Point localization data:
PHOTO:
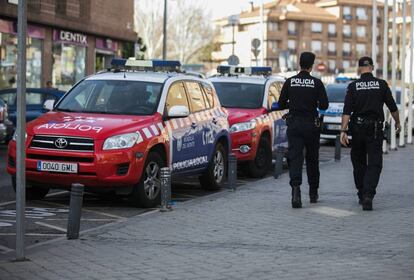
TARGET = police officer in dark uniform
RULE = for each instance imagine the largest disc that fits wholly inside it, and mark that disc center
(363, 111)
(302, 95)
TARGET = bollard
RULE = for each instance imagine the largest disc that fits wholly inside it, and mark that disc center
(232, 172)
(280, 152)
(165, 189)
(338, 148)
(75, 211)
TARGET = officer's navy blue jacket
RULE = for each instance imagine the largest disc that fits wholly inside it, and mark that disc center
(366, 96)
(302, 95)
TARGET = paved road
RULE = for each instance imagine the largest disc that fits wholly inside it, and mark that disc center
(252, 233)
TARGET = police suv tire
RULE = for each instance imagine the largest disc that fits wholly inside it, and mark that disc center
(208, 180)
(139, 195)
(34, 192)
(259, 167)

> **WORK ORDER**: Scan the entries above for the string "TARGET" and copy each line containing it.

> **RESPONSE TO THE EXERCISE**:
TARGET = police officer in dark uniform
TARGET = bollard
TARGET = officer's navy blue jacket
TARGET = paved road
TARGET = police suv tire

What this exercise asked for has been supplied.